> TEXT SEGMENT:
════
I really enjoyed this book. An excellent and well-written story. Ariadne Oliver, the writer of detective stories who appears in many Poirot novels, and is Christie poking fun at herself, appears as a minor character in the book. Highly recommended.

"Privateer", by James Doohan and S.M. Stirling. The second book in the "Flight Engineer" trilogy, and just as good as the first, which I praised a few days ago. I bought this from Baen in September 2000.

Description from Baen:

Quote:
Peter Raeder was an ace pilot in the Commonwealth's war against the secessionist Mollies until a battle cost him his hand—and his right to fly the fighter ships he loved. So he became Flight Engineer on the fast carrier Invincible, a crack new ship with a picked crew, ready to fight the fanatical Mollies and their spiderlike alien allies. On his first mission, he faced pirate raiders, attacks by Mollies and a hidden saboteur on board who came close to destroying the Invincible before Raeder unmasked him.

Unfortunately for Raeder, his heroism didn't follow the rulebook, and his reward for saving the ship was a reprimand from an admiral who didn't trust him, and a deskbound assignment—a fate worse than death for a born spacehound like Raeder. Then a less rulebound Marine General offered Raeder an escape: command of a hidden base deep in Mollie-controlled space from which ships, posing as space pirates, will harry Mollie shipping, like the seagoing privateers of Earth's past. And Raeder finds a dangerous mission preferable to exile to an office cubicle . . . even if his chances of surviving this assignment are very nearly zero.
The only thing I found slightly grating about the books are the not terribly subtle "Star Trek" jokes scattered through it. Eg, there's one scene with two pirate ships, one commanded by "Captain Wesley" and the other by "Captain Crusher". I really think the book would be better without these.
════
> EXTRACTED MATERIAL:

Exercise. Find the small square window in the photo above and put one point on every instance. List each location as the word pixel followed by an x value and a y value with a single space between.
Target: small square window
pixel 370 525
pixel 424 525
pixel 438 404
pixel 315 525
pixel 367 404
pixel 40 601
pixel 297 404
════
> WHAT THE EXERCISE ASKS:
Can you return the passage of the book reviews from "The only thing" to "better without these.", copied word for word?

> SOLUTION TO THIS PROBLEM:
The only thing I found slightly grating about the books are the not terribly subtle "Star Trek" jokes scattered through it. Eg, there's one scene with two pirate ships, one commanded by "Captain Wesley" and the other by "Captain Crusher". I really think the book would be better without these.